**Supplied text:**

← ...

appendix

for each: include “what i would change at scale”.

  1. sql window-functions practice

    • objective: compute running totals, moving averages, sessionization, churn, and retention from a transactions table.
    • tech: postgres or sqlite.
    • deliverable: 10 parameterized sql queries + sample dataset + expected results.
    • acceptance criteria: queries run on sample data and produce documented outputs; each query has o(n) explanation and complexity note.
    • metric: correctness vs expected rows (100%), and execution time for datasets of 10k / 100k rows.
  2. etl idempotency and schema drift test

    • objective: implement an etl job that can safely re-run after upstream schema changes (column rename/add).
    • tech: python (pandas), postgres, docker-compose.
    • deliverable: etl script with schema-mapping layer, unit tests simulating drift, migration log.
    • acceptance criteria: etl handles 3 simulated schema changes without data loss; tests pass.

**Challenges:**
- A) Rewrite the project appendix from "2. etl idempotency" up to and including "loss; tests pass.", changing "pandas" to "polars".
- B) Pick up the project appendix where it stops and keep writing it.
The entries after this aren't needed for anything.

**Information given:**
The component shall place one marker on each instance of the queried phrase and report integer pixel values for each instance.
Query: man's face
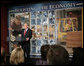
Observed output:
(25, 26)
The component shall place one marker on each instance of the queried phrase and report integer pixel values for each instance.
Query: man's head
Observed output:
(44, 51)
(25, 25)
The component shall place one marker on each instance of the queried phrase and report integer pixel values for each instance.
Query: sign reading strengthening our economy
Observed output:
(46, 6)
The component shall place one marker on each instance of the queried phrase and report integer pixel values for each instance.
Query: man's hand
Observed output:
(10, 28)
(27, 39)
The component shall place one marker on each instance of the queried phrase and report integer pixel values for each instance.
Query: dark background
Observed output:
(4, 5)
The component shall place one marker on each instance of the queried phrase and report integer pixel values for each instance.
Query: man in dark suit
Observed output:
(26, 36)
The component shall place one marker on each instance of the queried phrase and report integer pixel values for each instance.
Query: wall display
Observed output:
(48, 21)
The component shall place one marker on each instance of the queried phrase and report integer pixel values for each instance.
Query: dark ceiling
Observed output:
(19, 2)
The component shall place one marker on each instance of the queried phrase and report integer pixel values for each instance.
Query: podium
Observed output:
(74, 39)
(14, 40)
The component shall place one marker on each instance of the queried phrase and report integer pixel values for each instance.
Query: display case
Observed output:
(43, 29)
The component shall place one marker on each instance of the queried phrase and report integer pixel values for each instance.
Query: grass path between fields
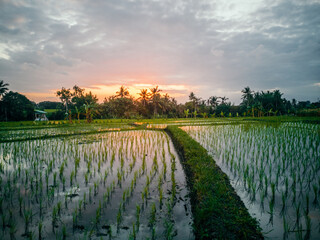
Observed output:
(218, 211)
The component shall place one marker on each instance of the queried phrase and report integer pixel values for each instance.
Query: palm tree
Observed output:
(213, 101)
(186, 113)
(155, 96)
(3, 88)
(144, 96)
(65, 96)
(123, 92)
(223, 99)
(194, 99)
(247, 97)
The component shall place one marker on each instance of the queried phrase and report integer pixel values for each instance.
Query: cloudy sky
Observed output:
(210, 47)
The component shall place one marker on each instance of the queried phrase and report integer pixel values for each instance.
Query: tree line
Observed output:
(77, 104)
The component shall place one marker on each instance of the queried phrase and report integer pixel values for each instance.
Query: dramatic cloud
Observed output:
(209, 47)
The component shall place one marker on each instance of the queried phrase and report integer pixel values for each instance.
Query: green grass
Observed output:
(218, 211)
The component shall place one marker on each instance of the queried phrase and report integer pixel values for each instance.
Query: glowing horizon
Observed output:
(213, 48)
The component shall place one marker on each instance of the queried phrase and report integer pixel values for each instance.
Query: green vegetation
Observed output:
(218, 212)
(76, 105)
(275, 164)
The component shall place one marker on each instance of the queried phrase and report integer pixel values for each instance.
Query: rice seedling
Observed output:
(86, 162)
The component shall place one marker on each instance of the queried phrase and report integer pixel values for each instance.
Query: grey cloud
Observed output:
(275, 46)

**Answers provided:**
- A)
2. etl idempotency and schema drift test

    • objective: implement an etl job that can safely re-run after upstream schema changes (column rename/add).
    • tech: python (polars), postgres, docker-compose.
    • deliverable: etl script with schema-mapping layer, unit tests simulating drift, migration log.
    • acceptance criteria: etl handles 3 simulated schema changes without data loss; tests pass.

- B)
    • metric: percent of fields mapped automatically vs manually; test coverage >= 80%.
  3. airflow failure-mode injection & testing

    • objective: create a dag and simulate 5 failure modes (downstream db outage, network timeout, partial data, task crash, retry storm) and add tests/guards.
    • tech: apache airflow docker, pytest, local postgres.
    • deliverable: dag, test harness, failure injection scripts, documented mitigations.
    • acceptance criteria: dag recovers or fails safely for each mode; alerts are triggered for non-recoverable states.
    • metric: mean time to detection (mtd) for failures; % automatic recoveries.
  4. kafka partitioning and consumer-lag experiment

    • objective: create topic with multiple partition strategies and measure consumer lag vs producer throughput.
    • tech: kafka (docker), python producers/consumers.
    • deliverable: experiment scripts, charts of throughput vs lag, recommended partition strategy.
    • acceptance criteria: reproducible benchmark showing behavior for 1k, 10k, 100k msg/sec.
    • metric: average lag, tail-latency (95th, 99th), throughput.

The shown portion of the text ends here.